Copy out the data below as written; omit any images.

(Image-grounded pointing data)

- - - - - - -

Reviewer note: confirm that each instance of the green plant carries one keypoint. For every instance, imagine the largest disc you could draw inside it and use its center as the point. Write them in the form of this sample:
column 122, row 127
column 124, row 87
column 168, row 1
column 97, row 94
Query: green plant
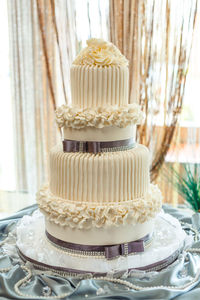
column 186, row 183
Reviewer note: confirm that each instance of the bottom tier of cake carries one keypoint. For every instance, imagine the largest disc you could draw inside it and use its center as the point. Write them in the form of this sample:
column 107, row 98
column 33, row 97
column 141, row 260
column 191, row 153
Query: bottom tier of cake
column 34, row 246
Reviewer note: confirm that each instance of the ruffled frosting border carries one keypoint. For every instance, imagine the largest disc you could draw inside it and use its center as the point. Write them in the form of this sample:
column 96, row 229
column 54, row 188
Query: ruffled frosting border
column 84, row 215
column 120, row 116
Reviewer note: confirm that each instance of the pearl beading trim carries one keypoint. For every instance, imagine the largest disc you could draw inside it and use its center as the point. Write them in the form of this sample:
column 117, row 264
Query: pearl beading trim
column 114, row 280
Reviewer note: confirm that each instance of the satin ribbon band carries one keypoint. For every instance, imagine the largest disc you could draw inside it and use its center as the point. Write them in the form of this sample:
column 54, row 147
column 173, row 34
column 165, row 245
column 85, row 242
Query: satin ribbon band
column 108, row 251
column 97, row 147
column 159, row 265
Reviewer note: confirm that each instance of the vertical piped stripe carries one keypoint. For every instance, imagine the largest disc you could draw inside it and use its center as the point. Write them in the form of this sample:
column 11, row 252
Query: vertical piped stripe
column 106, row 177
column 99, row 86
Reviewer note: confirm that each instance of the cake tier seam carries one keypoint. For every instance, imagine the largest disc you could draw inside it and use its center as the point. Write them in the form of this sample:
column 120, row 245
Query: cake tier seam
column 84, row 215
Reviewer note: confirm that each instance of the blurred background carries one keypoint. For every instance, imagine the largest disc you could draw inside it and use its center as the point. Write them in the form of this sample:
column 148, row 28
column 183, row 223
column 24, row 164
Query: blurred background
column 40, row 39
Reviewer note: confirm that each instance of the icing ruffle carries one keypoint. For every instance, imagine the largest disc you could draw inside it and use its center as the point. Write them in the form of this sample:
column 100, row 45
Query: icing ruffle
column 84, row 215
column 119, row 116
column 101, row 54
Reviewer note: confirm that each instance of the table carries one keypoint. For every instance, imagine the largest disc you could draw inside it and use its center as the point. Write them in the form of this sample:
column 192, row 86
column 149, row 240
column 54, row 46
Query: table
column 181, row 280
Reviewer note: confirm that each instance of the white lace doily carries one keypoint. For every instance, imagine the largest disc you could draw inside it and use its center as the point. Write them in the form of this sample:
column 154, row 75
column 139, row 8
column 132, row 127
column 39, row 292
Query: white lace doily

- - - - - - -

» ANSWER TO THIS PROBLEM:
Reviewer note: confirm that each instance of the green plant carries one keypoint. For every instance, imagine the largest disc you could draw inside it and use its center as the point. Write them in the form of this sample:
column 122, row 127
column 124, row 87
column 168, row 1
column 97, row 94
Query: green plant
column 186, row 183
Reviewer note: confirm that each instance of the bottom tier of cake carries one keypoint. For every instance, imagine the largest disc you could draw inside it and use its center as the point. Write them in the form of this sample:
column 107, row 98
column 33, row 97
column 141, row 260
column 191, row 153
Query: bottom tier of cake
column 34, row 246
Reviewer note: confirm that each instance of the ruffled frosting border carries one keypoint. For every instance, imagine the largest disc you could draw inside it and use its center as the point. Write them in the form of this sample:
column 96, row 229
column 54, row 188
Query: ruffled frosting border
column 84, row 215
column 120, row 116
Reviewer note: confirm that each instance of the pearl beading trim carries one keypoint. For every instance, imagine the largest disc you could draw inside it and use its center as the point. Write them in the form of this sample:
column 117, row 264
Query: pearl beading trim
column 114, row 280
Reviewer note: confirm that each instance of the satin ribbon band carries one keypoint. For every instance, imagine the largest disc you could draw inside it and use its center as the point. Write them in the form of this sample:
column 54, row 147
column 173, row 34
column 165, row 245
column 85, row 242
Query: satin ribbon band
column 108, row 251
column 97, row 147
column 159, row 265
Reviewer note: confirm that each instance of the vertical piped stripe carries one keypoint. For every instance, imagine the largest disc you could draw inside it and use its center as the point. Write them in the form of this sample:
column 11, row 252
Query: vertical piped stripe
column 106, row 177
column 99, row 86
Reviewer note: confirm that each instance of the cake tier seam carries one keypoint. For every instance, imagine the largest disc you could draw inside it and use its center as the point. Write them in the form of this sample:
column 120, row 245
Query: cake tier seam
column 84, row 215
Reviewer note: confirm that each instance of the blurred background carries one keypoint. For every instance, imagine the largest disc you could draw inside it and use its center as the point. Write them in the form of this sample:
column 148, row 28
column 183, row 223
column 24, row 164
Query: blurred background
column 40, row 39
Reviewer note: confirm that each instance of the icing ruffle carries one keypoint. For every instance, imagine the largest disc you could draw inside it and use its center as the point. Write them in the form of this sample:
column 100, row 45
Query: icing ruffle
column 84, row 215
column 119, row 116
column 101, row 54
Reviewer note: confirm that each instance of the table carries one keypoint. For every instance, imagine the largest disc you could draw inside it and use its center as the point. Write them in the form of this sample:
column 192, row 86
column 149, row 240
column 54, row 46
Query: table
column 181, row 280
Reviewer note: confirm that each instance of the white lace doily carries one keypoint. For every instance, imagine the largest disc you could draw inside it and use its center as the point. Write them in the form of this sample:
column 154, row 75
column 139, row 8
column 132, row 127
column 39, row 292
Query: white lace doily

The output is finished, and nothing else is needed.